Action item
The entries below should be copied exactly and completely.

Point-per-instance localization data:
━━━━━━━━━━━━━━━━━━━━

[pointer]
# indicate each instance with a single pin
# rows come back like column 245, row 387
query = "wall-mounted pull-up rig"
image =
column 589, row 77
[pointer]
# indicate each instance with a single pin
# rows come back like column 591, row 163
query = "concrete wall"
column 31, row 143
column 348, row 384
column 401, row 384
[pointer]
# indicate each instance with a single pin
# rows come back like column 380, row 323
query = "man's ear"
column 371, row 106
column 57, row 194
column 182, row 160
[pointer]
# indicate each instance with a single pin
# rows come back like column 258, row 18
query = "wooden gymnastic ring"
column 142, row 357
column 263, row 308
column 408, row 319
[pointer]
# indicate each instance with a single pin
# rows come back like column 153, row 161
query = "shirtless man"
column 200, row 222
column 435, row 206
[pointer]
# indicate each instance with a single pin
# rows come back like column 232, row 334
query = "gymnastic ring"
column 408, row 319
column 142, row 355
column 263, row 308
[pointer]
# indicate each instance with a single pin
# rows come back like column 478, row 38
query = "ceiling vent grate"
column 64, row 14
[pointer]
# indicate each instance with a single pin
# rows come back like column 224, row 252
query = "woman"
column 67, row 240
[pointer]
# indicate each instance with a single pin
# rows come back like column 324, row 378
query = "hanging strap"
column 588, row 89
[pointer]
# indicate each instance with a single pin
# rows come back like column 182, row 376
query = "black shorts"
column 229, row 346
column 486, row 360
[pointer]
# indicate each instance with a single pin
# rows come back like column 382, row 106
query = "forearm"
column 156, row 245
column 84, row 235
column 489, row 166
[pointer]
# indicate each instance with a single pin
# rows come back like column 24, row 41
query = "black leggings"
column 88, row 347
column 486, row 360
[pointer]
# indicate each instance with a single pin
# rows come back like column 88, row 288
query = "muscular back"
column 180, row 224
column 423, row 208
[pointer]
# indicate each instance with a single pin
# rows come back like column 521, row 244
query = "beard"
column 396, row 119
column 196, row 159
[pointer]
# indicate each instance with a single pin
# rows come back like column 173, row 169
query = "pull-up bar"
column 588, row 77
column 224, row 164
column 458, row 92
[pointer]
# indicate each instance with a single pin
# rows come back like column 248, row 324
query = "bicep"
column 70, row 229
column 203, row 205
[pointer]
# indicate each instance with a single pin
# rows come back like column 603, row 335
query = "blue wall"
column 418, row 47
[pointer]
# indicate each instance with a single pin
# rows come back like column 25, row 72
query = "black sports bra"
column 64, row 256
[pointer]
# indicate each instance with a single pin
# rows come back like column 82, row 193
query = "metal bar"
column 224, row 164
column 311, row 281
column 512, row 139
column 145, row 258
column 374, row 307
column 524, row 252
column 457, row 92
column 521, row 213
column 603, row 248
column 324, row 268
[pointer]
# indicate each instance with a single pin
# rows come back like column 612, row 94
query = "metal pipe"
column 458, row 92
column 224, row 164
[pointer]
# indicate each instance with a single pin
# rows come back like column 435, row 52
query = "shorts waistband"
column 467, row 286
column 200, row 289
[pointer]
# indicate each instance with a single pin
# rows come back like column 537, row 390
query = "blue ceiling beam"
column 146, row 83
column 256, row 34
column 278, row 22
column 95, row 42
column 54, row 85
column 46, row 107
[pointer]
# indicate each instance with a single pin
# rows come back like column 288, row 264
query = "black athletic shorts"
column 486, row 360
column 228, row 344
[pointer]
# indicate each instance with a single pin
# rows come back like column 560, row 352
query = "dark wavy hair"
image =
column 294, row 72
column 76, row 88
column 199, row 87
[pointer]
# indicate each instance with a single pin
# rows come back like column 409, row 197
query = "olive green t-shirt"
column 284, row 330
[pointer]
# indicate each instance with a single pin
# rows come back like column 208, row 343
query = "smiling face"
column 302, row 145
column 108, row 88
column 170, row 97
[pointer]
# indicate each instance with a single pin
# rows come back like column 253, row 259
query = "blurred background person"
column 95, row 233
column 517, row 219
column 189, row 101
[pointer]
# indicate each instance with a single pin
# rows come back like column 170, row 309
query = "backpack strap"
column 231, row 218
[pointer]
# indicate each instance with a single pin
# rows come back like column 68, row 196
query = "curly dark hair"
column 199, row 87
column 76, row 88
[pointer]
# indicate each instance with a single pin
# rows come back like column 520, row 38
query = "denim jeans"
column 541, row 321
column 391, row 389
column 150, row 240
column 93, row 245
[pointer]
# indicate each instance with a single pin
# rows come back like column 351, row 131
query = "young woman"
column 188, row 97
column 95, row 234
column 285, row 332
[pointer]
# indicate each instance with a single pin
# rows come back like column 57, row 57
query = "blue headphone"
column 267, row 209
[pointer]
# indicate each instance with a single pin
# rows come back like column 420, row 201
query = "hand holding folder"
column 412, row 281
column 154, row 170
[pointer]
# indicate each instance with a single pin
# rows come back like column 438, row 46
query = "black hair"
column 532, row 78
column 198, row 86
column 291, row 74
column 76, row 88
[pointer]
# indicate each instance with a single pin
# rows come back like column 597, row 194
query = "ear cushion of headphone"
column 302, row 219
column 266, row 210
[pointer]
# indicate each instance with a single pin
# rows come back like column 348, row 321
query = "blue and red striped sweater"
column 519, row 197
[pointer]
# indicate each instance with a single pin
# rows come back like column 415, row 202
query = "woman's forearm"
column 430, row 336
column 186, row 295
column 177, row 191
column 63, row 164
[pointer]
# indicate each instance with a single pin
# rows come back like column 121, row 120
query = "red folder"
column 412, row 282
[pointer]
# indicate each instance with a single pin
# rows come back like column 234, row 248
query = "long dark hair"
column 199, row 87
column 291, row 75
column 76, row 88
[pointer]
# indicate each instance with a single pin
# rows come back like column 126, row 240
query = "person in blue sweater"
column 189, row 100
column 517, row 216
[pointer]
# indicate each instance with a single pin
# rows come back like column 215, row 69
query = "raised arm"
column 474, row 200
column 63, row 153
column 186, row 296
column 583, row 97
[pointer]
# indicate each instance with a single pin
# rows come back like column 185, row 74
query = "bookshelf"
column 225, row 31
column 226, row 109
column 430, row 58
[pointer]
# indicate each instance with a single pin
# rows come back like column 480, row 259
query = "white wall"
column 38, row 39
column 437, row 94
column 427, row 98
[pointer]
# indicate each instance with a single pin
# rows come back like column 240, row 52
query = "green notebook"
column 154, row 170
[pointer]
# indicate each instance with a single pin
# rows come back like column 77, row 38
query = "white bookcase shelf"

━━━━━━━━━━━━━━━━━━━━

Answer
[pointer]
# indicate each instance with a single pin
# rows come back like column 245, row 387
query = "wall-mounted pull-up rig"
image =
column 589, row 77
[pointer]
# indicate each instance with a single pin
# rows come back like column 591, row 163
query = "concrete wall"
column 31, row 143
column 348, row 384
column 401, row 384
[pointer]
# indicate each instance with a single pin
# rows come back like column 380, row 323
query = "man's ear"
column 371, row 106
column 57, row 194
column 182, row 160
[pointer]
# indicate each instance with a single pin
# rows come back like column 258, row 18
query = "wooden gymnastic ring"
column 142, row 357
column 263, row 308
column 408, row 319
[pointer]
# indicate each instance with a single pin
# rows come back like column 153, row 161
query = "shirtless man"
column 200, row 222
column 435, row 206
[pointer]
# indicate each instance with a single pin
# rows come back like column 232, row 334
query = "gymnastic ring"
column 408, row 319
column 142, row 355
column 263, row 308
[pointer]
# indicate each instance with a single pin
# rows come back like column 478, row 38
query = "ceiling vent grate"
column 64, row 14
[pointer]
# indicate each instance with a single pin
# rows come back like column 224, row 252
query = "woman"
column 67, row 240
[pointer]
# indicate each instance with a single pin
# rows come back like column 324, row 378
query = "hanging strap"
column 588, row 89
[pointer]
# indicate each instance with a single pin
# rows come back like column 182, row 376
query = "black shorts"
column 229, row 346
column 486, row 360
[pointer]
# indicate each instance with a single pin
# rows come back like column 382, row 106
query = "forearm"
column 156, row 245
column 84, row 235
column 489, row 166
[pointer]
# indicate each instance with a single pin
# rows come back like column 24, row 41
query = "black leggings"
column 88, row 347
column 486, row 360
[pointer]
# indicate each instance with a single pin
# rows come back like column 88, row 288
query = "muscular back"
column 180, row 224
column 423, row 208
[pointer]
# indicate each instance with a single pin
# rows come back like column 521, row 244
query = "beard"
column 396, row 119
column 196, row 159
[pointer]
# indicate each instance with a single pin
# rows come back like column 173, row 169
query = "pull-up bar"
column 588, row 77
column 224, row 164
column 458, row 92
[pointer]
# indicate each instance with a single pin
# rows come back like column 248, row 324
query = "bicep"
column 70, row 229
column 203, row 205
[pointer]
# indicate each instance with a single pin
# rows come back like column 603, row 335
query = "blue wall"
column 418, row 47
[pointer]
# indicate each instance with a single pin
# rows come back like column 25, row 72
query = "black sports bra"
column 64, row 256
[pointer]
# indicate each instance with a single pin
# rows come back like column 82, row 193
query = "metal bar"
column 224, row 164
column 311, row 281
column 512, row 139
column 145, row 258
column 374, row 307
column 524, row 252
column 457, row 92
column 521, row 213
column 603, row 248
column 324, row 268
[pointer]
# indicate each instance with a single pin
# rows come back like column 612, row 94
query = "metal pipe"
column 458, row 92
column 224, row 164
[pointer]
# indicate each instance with a single pin
# rows come back like column 435, row 52
query = "shorts waistband"
column 467, row 286
column 200, row 289
[pointer]
# indicate each instance with a single pin
# rows come back like column 537, row 390
query = "blue ceiling beam"
column 146, row 83
column 256, row 34
column 278, row 22
column 95, row 42
column 54, row 85
column 46, row 107
[pointer]
# indicate each instance with a single pin
# rows come back like column 288, row 264
query = "black athletic shorts"
column 486, row 360
column 228, row 344
[pointer]
# indicate each instance with a single pin
# rows come back like column 560, row 352
query = "dark wavy hair"
image =
column 294, row 72
column 76, row 88
column 199, row 87
[pointer]
# indicate each instance with a single pin
# rows come back like column 409, row 197
query = "olive green t-shirt"
column 284, row 330
[pointer]
# indicate each instance with a single pin
# rows come back like column 208, row 343
query = "smiling face"
column 302, row 145
column 108, row 88
column 170, row 97
[pointer]
# indicate each instance with a single pin
# rows come back like column 253, row 259
query = "blurred background person"
column 95, row 233
column 517, row 219
column 189, row 101
[pointer]
# indicate each instance with a single pin
# rows come back like column 170, row 309
query = "backpack strap"
column 231, row 218
[pointer]
# indicate each instance with a single pin
# rows come back like column 68, row 196
query = "curly dark hair"
column 199, row 87
column 76, row 88
[pointer]
# indicate each instance with a single pin
# rows come back like column 520, row 38
query = "denim jeans"
column 541, row 321
column 391, row 389
column 150, row 240
column 93, row 245
[pointer]
# indicate each instance with a single pin
# rows come back like column 351, row 131
query = "young woman"
column 188, row 97
column 95, row 234
column 285, row 332
[pointer]
# indicate each instance with a single pin
# rows come back like column 57, row 57
query = "blue headphone"
column 267, row 209
[pointer]
# indicate each instance with a single pin
# rows come back like column 420, row 201
query = "hand holding folder"
column 412, row 281
column 154, row 170
[pointer]
# indicate each instance with a single pin
# rows come back like column 438, row 46
query = "black hair"
column 532, row 78
column 198, row 86
column 291, row 74
column 76, row 88
[pointer]
# indicate each instance with a single pin
# rows come back like column 597, row 194
query = "ear cushion of headphone"
column 302, row 219
column 266, row 210
[pointer]
# indicate each instance with a single pin
# rows come back like column 348, row 321
query = "blue and red striped sweater"
column 519, row 197
[pointer]
# indicate each instance with a single pin
# rows come back like column 415, row 202
query = "woman's forearm"
column 430, row 336
column 186, row 295
column 177, row 191
column 63, row 164
[pointer]
# indicate each instance with a single pin
# rows come back like column 121, row 120
query = "red folder"
column 412, row 282
[pointer]
# indicate each instance with a single pin
# rows come back like column 234, row 248
query = "long dark hair"
column 199, row 87
column 291, row 75
column 76, row 88
[pointer]
# indicate each instance with a single pin
# rows come back like column 126, row 240
query = "person in blue sweater"
column 189, row 100
column 517, row 216
[pointer]
# indicate each instance with a single pin
# rows come back like column 215, row 69
query = "raised arm"
column 474, row 200
column 63, row 153
column 186, row 296
column 583, row 97
[pointer]
# indicate each instance with a single pin
# rows come back like column 185, row 74
query = "bookshelf"
column 225, row 31
column 226, row 109
column 430, row 58
[pointer]
# indicate each instance with a single pin
# rows come back like column 480, row 259
query = "white wall"
column 38, row 39
column 437, row 94
column 427, row 98
[pointer]
# indicate each instance with a single pin
# rows come back like column 240, row 52
query = "green notebook"
column 154, row 170
[pointer]
# indicate each instance with a single pin
# rows come back like column 77, row 38
query = "white bookcase shelf"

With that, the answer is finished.